* What needs to be done: Your answer should restate each line of the data below word for word.

[Dataset entries]
-*-

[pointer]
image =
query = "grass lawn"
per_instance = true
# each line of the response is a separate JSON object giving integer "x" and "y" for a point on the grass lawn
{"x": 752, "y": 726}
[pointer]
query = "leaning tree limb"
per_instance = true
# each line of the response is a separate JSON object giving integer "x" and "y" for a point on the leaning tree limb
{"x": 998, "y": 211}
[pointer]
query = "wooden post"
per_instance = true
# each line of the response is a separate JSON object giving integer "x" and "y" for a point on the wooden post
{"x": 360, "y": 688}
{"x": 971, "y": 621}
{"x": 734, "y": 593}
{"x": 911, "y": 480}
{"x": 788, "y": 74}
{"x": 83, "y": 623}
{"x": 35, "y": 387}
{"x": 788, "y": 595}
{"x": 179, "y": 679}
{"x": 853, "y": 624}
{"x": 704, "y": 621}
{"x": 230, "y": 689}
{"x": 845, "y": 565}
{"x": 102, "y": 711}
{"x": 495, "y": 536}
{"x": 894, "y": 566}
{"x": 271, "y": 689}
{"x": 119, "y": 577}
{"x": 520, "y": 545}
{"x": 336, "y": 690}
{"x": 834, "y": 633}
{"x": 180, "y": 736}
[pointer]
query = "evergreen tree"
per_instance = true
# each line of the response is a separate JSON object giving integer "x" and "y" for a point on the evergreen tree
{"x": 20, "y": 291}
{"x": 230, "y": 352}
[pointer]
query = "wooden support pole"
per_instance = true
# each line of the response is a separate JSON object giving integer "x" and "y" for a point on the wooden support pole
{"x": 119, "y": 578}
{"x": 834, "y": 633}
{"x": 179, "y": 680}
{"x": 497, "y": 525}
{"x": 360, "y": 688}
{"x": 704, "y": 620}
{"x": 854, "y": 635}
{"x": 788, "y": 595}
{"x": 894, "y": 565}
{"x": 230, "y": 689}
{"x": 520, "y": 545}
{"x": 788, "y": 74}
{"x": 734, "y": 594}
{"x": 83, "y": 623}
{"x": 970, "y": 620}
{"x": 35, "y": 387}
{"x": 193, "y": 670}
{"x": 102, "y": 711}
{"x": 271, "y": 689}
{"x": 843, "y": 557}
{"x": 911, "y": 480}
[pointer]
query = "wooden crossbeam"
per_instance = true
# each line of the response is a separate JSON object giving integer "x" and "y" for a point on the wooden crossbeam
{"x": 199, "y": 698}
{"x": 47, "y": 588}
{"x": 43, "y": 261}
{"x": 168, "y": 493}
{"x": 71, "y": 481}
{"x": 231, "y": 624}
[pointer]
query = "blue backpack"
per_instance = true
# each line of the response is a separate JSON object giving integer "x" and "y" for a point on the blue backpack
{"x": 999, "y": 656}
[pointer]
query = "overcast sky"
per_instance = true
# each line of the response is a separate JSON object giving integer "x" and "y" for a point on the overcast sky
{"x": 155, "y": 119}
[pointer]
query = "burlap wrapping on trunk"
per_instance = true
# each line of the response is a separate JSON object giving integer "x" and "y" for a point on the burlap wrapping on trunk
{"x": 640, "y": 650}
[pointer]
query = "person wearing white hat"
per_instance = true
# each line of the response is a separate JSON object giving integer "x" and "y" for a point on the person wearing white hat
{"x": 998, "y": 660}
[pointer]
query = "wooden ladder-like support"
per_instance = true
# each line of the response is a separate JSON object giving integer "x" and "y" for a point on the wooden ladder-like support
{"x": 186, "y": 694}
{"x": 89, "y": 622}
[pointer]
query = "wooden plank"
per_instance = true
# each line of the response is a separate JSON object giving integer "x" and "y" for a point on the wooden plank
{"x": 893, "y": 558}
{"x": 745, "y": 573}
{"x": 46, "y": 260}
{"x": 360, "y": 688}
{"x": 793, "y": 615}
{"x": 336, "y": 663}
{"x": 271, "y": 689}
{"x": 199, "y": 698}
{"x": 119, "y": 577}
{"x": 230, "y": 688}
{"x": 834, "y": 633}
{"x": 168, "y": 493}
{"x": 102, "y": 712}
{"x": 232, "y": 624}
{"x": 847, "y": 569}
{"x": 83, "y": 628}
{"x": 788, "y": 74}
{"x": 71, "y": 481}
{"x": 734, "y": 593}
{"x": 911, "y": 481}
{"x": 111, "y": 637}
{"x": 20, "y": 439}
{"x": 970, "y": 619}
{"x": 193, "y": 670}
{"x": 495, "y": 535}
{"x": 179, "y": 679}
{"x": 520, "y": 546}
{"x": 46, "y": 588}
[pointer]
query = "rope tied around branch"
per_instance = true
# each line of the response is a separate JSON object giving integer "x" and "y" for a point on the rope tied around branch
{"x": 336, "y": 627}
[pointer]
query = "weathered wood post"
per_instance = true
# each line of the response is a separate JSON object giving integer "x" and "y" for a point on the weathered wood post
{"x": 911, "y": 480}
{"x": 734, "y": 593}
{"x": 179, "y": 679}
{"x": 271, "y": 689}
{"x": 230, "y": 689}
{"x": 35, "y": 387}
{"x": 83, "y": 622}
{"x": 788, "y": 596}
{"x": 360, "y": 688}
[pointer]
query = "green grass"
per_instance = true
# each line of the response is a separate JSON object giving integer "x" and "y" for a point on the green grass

-*-

* Worked solution:
[pointer]
image =
query = "grass lawn"
per_instance = true
# each line of the response is a separate JSON object giving integer "x" and "y" for a point on the grass lawn
{"x": 752, "y": 726}
[pointer]
query = "leaning tree limb"
per_instance = true
# each line of the response is a separate JSON object giving integer "x" and "y" for a point on the leaning tree limb
{"x": 998, "y": 211}
[pointer]
query = "wooden post"
per_instance = true
# each line of the response is a separate JSON object giving integer "x" and "y" for a point on the wooden post
{"x": 360, "y": 688}
{"x": 971, "y": 621}
{"x": 734, "y": 593}
{"x": 911, "y": 480}
{"x": 788, "y": 74}
{"x": 83, "y": 623}
{"x": 35, "y": 387}
{"x": 788, "y": 595}
{"x": 179, "y": 679}
{"x": 853, "y": 624}
{"x": 704, "y": 621}
{"x": 230, "y": 689}
{"x": 845, "y": 565}
{"x": 102, "y": 711}
{"x": 495, "y": 536}
{"x": 894, "y": 566}
{"x": 271, "y": 689}
{"x": 119, "y": 577}
{"x": 520, "y": 545}
{"x": 336, "y": 690}
{"x": 834, "y": 633}
{"x": 180, "y": 736}
[pointer]
query = "evergreen tree"
per_instance = true
# each line of the response is a separate JSON object giving integer "x" and "y" for a point on the evergreen tree
{"x": 20, "y": 291}
{"x": 230, "y": 352}
[pointer]
query = "wooden support pole"
per_instance = true
# each line of the response is a separate JSON object giving integer "x" and "y" for a point on the wooden support pole
{"x": 119, "y": 578}
{"x": 834, "y": 633}
{"x": 179, "y": 680}
{"x": 497, "y": 525}
{"x": 360, "y": 688}
{"x": 704, "y": 620}
{"x": 854, "y": 635}
{"x": 788, "y": 595}
{"x": 894, "y": 565}
{"x": 230, "y": 689}
{"x": 520, "y": 545}
{"x": 788, "y": 74}
{"x": 734, "y": 594}
{"x": 83, "y": 623}
{"x": 970, "y": 620}
{"x": 35, "y": 387}
{"x": 193, "y": 670}
{"x": 102, "y": 711}
{"x": 271, "y": 689}
{"x": 843, "y": 557}
{"x": 911, "y": 480}
[pointer]
query = "wooden crossbeam"
per_instance = true
# each line of the response is a separate JSON object giving integer "x" and "y" for a point on the wooden crossbeam
{"x": 199, "y": 698}
{"x": 47, "y": 588}
{"x": 43, "y": 261}
{"x": 168, "y": 493}
{"x": 71, "y": 481}
{"x": 231, "y": 624}
[pointer]
query = "blue backpack"
per_instance = true
# each line of the response is a separate JSON object giving integer "x" and "y" for a point on the blue backpack
{"x": 999, "y": 656}
[pointer]
query = "overcast sky"
per_instance = true
# each line of the response is a separate JSON object giving integer "x" and "y" for a point on the overcast sky
{"x": 155, "y": 119}
[pointer]
query = "burlap wrapping on trunk"
per_instance = true
# each line of the response is a separate JSON object giving integer "x" and "y" for a point on the burlap wrapping on trunk
{"x": 640, "y": 650}
[pointer]
query = "person wearing white hat"
per_instance = true
# each line of the response is a separate JSON object giving integer "x" and "y" for a point on the person wearing white hat
{"x": 998, "y": 660}
[pointer]
query = "wooden ladder-like support"
per_instance = true
# each line of the response is a separate JSON object giving integer "x" and "y" for a point on the wooden ladder-like support
{"x": 186, "y": 694}
{"x": 89, "y": 622}
[pointer]
query = "wooden plank"
per_instance = true
# each line of the response is a separate JSON object giving integer "x" and "y" for a point on the wooden plank
{"x": 893, "y": 558}
{"x": 745, "y": 573}
{"x": 46, "y": 260}
{"x": 360, "y": 688}
{"x": 793, "y": 615}
{"x": 336, "y": 663}
{"x": 271, "y": 689}
{"x": 199, "y": 698}
{"x": 119, "y": 577}
{"x": 230, "y": 688}
{"x": 834, "y": 633}
{"x": 168, "y": 493}
{"x": 102, "y": 712}
{"x": 232, "y": 624}
{"x": 847, "y": 569}
{"x": 83, "y": 628}
{"x": 788, "y": 74}
{"x": 71, "y": 481}
{"x": 734, "y": 593}
{"x": 911, "y": 481}
{"x": 111, "y": 637}
{"x": 20, "y": 439}
{"x": 970, "y": 619}
{"x": 193, "y": 670}
{"x": 495, "y": 535}
{"x": 179, "y": 679}
{"x": 520, "y": 546}
{"x": 46, "y": 588}
[pointer]
query = "rope tied around branch"
per_instance = true
# each line of the response is a separate JSON object giving integer "x" and "y" for a point on the rope tied around branch
{"x": 336, "y": 627}
[pointer]
query = "weathered wood post"
per_instance = true
# each line of the response is a separate JSON object giving integer "x" and "y" for a point on the weathered wood post
{"x": 911, "y": 480}
{"x": 734, "y": 593}
{"x": 179, "y": 679}
{"x": 271, "y": 689}
{"x": 230, "y": 689}
{"x": 35, "y": 387}
{"x": 83, "y": 622}
{"x": 788, "y": 596}
{"x": 360, "y": 688}
[pointer]
query = "green grass"
per_instance = true
# each line of the response is a separate JSON object giving integer "x" and "y" for a point on the green grass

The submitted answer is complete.